From the first line to the last, repeat the records exactly and skip the pictures.

━━ Task inputs

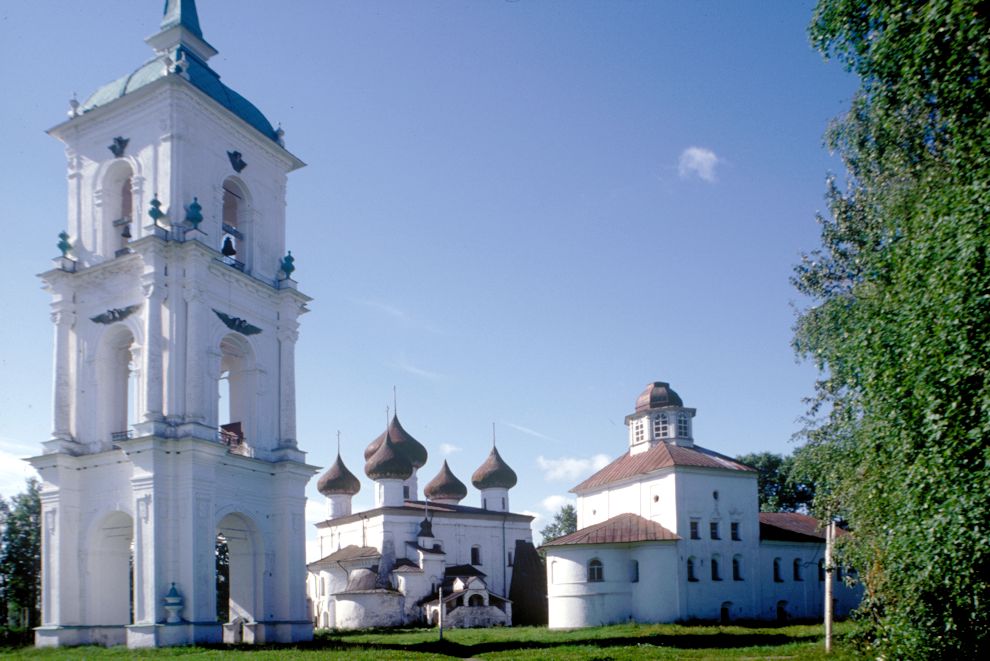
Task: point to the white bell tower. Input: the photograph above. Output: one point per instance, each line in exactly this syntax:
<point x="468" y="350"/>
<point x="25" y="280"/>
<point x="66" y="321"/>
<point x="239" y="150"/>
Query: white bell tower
<point x="176" y="320"/>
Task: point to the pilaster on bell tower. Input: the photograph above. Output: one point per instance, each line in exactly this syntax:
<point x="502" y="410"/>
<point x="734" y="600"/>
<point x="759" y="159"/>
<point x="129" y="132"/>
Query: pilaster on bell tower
<point x="176" y="319"/>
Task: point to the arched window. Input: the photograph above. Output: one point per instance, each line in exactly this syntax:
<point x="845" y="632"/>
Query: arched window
<point x="237" y="392"/>
<point x="596" y="571"/>
<point x="661" y="425"/>
<point x="118" y="209"/>
<point x="233" y="235"/>
<point x="692" y="576"/>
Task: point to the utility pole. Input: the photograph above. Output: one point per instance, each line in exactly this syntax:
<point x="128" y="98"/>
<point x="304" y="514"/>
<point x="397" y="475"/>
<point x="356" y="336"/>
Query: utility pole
<point x="829" y="541"/>
<point x="440" y="612"/>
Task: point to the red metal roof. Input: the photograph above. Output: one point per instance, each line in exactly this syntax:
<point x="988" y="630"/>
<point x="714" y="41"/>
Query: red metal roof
<point x="792" y="527"/>
<point x="619" y="529"/>
<point x="663" y="455"/>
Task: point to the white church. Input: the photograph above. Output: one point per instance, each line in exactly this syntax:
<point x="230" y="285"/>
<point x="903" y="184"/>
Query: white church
<point x="671" y="531"/>
<point x="419" y="561"/>
<point x="176" y="318"/>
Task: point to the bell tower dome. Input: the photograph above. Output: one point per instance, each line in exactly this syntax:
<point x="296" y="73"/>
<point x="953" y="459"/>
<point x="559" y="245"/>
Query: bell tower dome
<point x="176" y="319"/>
<point x="660" y="417"/>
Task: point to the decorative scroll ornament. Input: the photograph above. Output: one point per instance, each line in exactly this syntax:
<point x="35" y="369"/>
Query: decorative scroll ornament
<point x="288" y="265"/>
<point x="155" y="211"/>
<point x="237" y="324"/>
<point x="63" y="243"/>
<point x="194" y="213"/>
<point x="118" y="146"/>
<point x="116" y="314"/>
<point x="236" y="161"/>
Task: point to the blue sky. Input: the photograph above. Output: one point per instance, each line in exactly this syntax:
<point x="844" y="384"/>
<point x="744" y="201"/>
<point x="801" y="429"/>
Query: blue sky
<point x="515" y="212"/>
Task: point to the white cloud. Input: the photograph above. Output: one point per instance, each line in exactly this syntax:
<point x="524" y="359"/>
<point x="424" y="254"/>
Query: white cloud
<point x="699" y="162"/>
<point x="406" y="366"/>
<point x="528" y="431"/>
<point x="570" y="468"/>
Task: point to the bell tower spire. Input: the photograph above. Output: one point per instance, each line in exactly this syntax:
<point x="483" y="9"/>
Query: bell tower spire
<point x="180" y="27"/>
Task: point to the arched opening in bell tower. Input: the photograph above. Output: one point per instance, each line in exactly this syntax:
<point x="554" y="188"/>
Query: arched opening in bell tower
<point x="118" y="209"/>
<point x="119" y="385"/>
<point x="110" y="571"/>
<point x="236" y="392"/>
<point x="244" y="570"/>
<point x="234" y="224"/>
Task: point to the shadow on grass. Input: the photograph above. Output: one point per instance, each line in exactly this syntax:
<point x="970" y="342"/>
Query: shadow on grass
<point x="714" y="640"/>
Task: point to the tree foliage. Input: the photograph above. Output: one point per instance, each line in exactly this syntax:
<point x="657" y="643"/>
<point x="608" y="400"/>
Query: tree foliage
<point x="899" y="319"/>
<point x="20" y="558"/>
<point x="781" y="485"/>
<point x="564" y="523"/>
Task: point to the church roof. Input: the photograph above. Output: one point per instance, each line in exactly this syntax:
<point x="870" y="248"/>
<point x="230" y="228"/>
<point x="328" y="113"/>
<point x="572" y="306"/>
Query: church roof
<point x="662" y="455"/>
<point x="621" y="529"/>
<point x="792" y="527"/>
<point x="445" y="485"/>
<point x="388" y="462"/>
<point x="494" y="473"/>
<point x="180" y="54"/>
<point x="657" y="395"/>
<point x="403" y="440"/>
<point x="338" y="480"/>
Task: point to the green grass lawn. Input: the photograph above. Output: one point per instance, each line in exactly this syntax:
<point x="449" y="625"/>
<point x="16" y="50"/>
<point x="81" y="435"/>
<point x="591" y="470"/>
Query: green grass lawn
<point x="618" y="642"/>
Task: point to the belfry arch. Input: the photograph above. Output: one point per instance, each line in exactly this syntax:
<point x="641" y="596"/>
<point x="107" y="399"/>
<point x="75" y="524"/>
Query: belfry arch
<point x="245" y="574"/>
<point x="119" y="400"/>
<point x="237" y="391"/>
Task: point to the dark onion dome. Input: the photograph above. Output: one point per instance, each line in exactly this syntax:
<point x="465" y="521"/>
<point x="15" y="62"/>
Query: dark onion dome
<point x="494" y="473"/>
<point x="388" y="463"/>
<point x="657" y="395"/>
<point x="338" y="480"/>
<point x="403" y="440"/>
<point x="445" y="486"/>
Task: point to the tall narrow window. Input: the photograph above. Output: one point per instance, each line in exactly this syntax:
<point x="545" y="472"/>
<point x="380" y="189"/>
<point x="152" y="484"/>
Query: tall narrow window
<point x="639" y="431"/>
<point x="661" y="425"/>
<point x="692" y="576"/>
<point x="233" y="244"/>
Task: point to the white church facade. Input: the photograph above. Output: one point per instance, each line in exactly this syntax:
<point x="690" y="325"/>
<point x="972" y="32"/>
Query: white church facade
<point x="671" y="531"/>
<point x="176" y="320"/>
<point x="417" y="561"/>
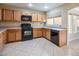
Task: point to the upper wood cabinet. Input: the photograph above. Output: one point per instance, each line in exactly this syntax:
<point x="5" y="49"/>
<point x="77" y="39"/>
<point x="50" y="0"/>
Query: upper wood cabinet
<point x="7" y="15"/>
<point x="39" y="18"/>
<point x="0" y="14"/>
<point x="17" y="16"/>
<point x="34" y="17"/>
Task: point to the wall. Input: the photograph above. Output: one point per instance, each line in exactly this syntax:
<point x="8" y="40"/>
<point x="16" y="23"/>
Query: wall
<point x="23" y="10"/>
<point x="63" y="12"/>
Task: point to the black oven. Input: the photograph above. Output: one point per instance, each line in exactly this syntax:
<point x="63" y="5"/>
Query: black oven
<point x="26" y="18"/>
<point x="26" y="32"/>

━━━━

_Solution for this problem_
Task: point to the white bell tower. Input: the photograph above. Output: one point per instance, each line in exactly this syntax:
<point x="468" y="350"/>
<point x="25" y="280"/>
<point x="66" y="321"/>
<point x="239" y="150"/>
Query: white bell tower
<point x="176" y="320"/>
Task: point to the pilaster on bell tower. Input: the photograph above. Output: one point per instance, each line in exactly this syntax:
<point x="502" y="410"/>
<point x="734" y="600"/>
<point x="759" y="159"/>
<point x="129" y="132"/>
Query: pilaster on bell tower
<point x="176" y="319"/>
Task: point to the arched window. Input: the photograph above. Output: one point per instance, each line in exactly this syntax:
<point x="845" y="632"/>
Query: arched window
<point x="237" y="392"/>
<point x="596" y="571"/>
<point x="661" y="425"/>
<point x="118" y="209"/>
<point x="233" y="235"/>
<point x="692" y="576"/>
Task: point to the utility pole. Input: the photograph above. Output: one point per instance, each line in exactly this syntax:
<point x="128" y="98"/>
<point x="304" y="514"/>
<point x="397" y="475"/>
<point x="356" y="336"/>
Query: utility pole
<point x="829" y="541"/>
<point x="440" y="612"/>
Task: point to the red metal roof. Input: the photograph above. Output: one point per instance, each line in exactly this syntax:
<point x="988" y="630"/>
<point x="714" y="41"/>
Query: red metal roof
<point x="792" y="527"/>
<point x="619" y="529"/>
<point x="663" y="455"/>
Task: point to the white church. Input: the photograph above. Output: one point per instance, each line in exactly this syntax:
<point x="230" y="285"/>
<point x="903" y="184"/>
Query: white church
<point x="671" y="531"/>
<point x="419" y="561"/>
<point x="176" y="318"/>
Task: point to the bell tower dome. Input: the photograph above. Output: one point per instance, each line in exactly this syntax:
<point x="296" y="73"/>
<point x="953" y="459"/>
<point x="559" y="245"/>
Query: bell tower dome
<point x="176" y="319"/>
<point x="660" y="417"/>
Task: point to the decorative scroll ornament. Input: the photograph above. Output: one point per instance, each line in exactly this syntax:
<point x="35" y="369"/>
Query: decorative scroll ornament
<point x="288" y="265"/>
<point x="155" y="211"/>
<point x="237" y="324"/>
<point x="63" y="243"/>
<point x="194" y="213"/>
<point x="118" y="146"/>
<point x="116" y="314"/>
<point x="236" y="161"/>
Task: point to the blue sky. Input: the photograph above. Output: one point per instance, each line in exactly this syntax:
<point x="844" y="384"/>
<point x="744" y="201"/>
<point x="801" y="429"/>
Query: blue sky
<point x="515" y="212"/>
Task: point to the white cloud. Input: the photograph above. Output: one point per instance, each line in exactly this syntax:
<point x="524" y="359"/>
<point x="424" y="254"/>
Query: white cloud
<point x="699" y="162"/>
<point x="406" y="366"/>
<point x="528" y="431"/>
<point x="570" y="468"/>
Task: point to the bell tower spire. Input: the photograph above. Output: one point per instance, each line in exactly this syntax:
<point x="483" y="9"/>
Query: bell tower spire
<point x="180" y="27"/>
Task: point to the arched opening in bell tower. Input: the photograph above. Output: one point per instance, each line in exactly this syntax:
<point x="554" y="188"/>
Query: arched opening in bell tower
<point x="118" y="209"/>
<point x="119" y="385"/>
<point x="110" y="571"/>
<point x="236" y="392"/>
<point x="244" y="570"/>
<point x="234" y="224"/>
Task: point to the shadow on grass. Input: the photograph above. Output: one point per instance, each line in exactly this syntax:
<point x="970" y="342"/>
Query: shadow on grass
<point x="714" y="640"/>
Task: point to the tree foliage. Input: the photograph above. Output: one point per instance, each line in exactly this syntax:
<point x="657" y="643"/>
<point x="608" y="400"/>
Query: tree foliage
<point x="899" y="319"/>
<point x="20" y="558"/>
<point x="781" y="485"/>
<point x="564" y="523"/>
Task: point to the church roof. Input: the photograph above. Output: one point per instance, each line in exactly this syntax:
<point x="870" y="248"/>
<point x="230" y="228"/>
<point x="328" y="113"/>
<point x="572" y="306"/>
Query: church roof
<point x="662" y="455"/>
<point x="621" y="529"/>
<point x="792" y="527"/>
<point x="445" y="485"/>
<point x="388" y="462"/>
<point x="494" y="473"/>
<point x="180" y="54"/>
<point x="657" y="395"/>
<point x="403" y="440"/>
<point x="338" y="480"/>
Task: point to the green grass lawn. Input: the photograph above. Output: one point per instance, each line in exactly this syntax:
<point x="449" y="625"/>
<point x="16" y="50"/>
<point x="81" y="435"/>
<point x="591" y="470"/>
Query: green grass lawn
<point x="618" y="642"/>
Task: point to the belfry arch. Input: the photograph above. Output: one point per instance, each line in exactly this syntax:
<point x="641" y="596"/>
<point x="107" y="399"/>
<point x="75" y="524"/>
Query: belfry arch
<point x="245" y="574"/>
<point x="119" y="400"/>
<point x="237" y="391"/>
Task: point to the dark onion dome. Input: the photograph above. Output: one point per instance, each line in exactly this syntax:
<point x="465" y="521"/>
<point x="15" y="62"/>
Query: dark onion dome
<point x="494" y="473"/>
<point x="388" y="463"/>
<point x="657" y="395"/>
<point x="338" y="480"/>
<point x="403" y="440"/>
<point x="445" y="486"/>
Task: point to the tall narrow window. Input: the photograph above. Output: one point per instance, each line in exactly this syntax:
<point x="545" y="472"/>
<point x="380" y="189"/>
<point x="152" y="484"/>
Query: tall narrow window
<point x="639" y="431"/>
<point x="661" y="425"/>
<point x="692" y="576"/>
<point x="233" y="244"/>
Task: point to the white church facade. Input: the photograph above. Output: one point per instance, each line in exactly this syntax:
<point x="690" y="325"/>
<point x="972" y="32"/>
Query: white church facade
<point x="671" y="531"/>
<point x="176" y="320"/>
<point x="417" y="561"/>
Task: point to the upper wood cabinet. Input: the photograph above. Output: one point per instance, each line in exactly this syntax:
<point x="5" y="49"/>
<point x="77" y="39"/>
<point x="50" y="0"/>
Query: upper wood cabinet
<point x="7" y="15"/>
<point x="39" y="18"/>
<point x="0" y="14"/>
<point x="17" y="16"/>
<point x="34" y="17"/>
Task: point to the wall. Input: the photograph above. Output: one point per instance, each line in exactly this syntax:
<point x="8" y="40"/>
<point x="16" y="23"/>
Query: wall
<point x="23" y="10"/>
<point x="63" y="12"/>
Task: point to the black oven. Input: the photograph above. Output: one point per instance, each line in exactly this syntax:
<point x="63" y="5"/>
Query: black oven
<point x="26" y="18"/>
<point x="26" y="32"/>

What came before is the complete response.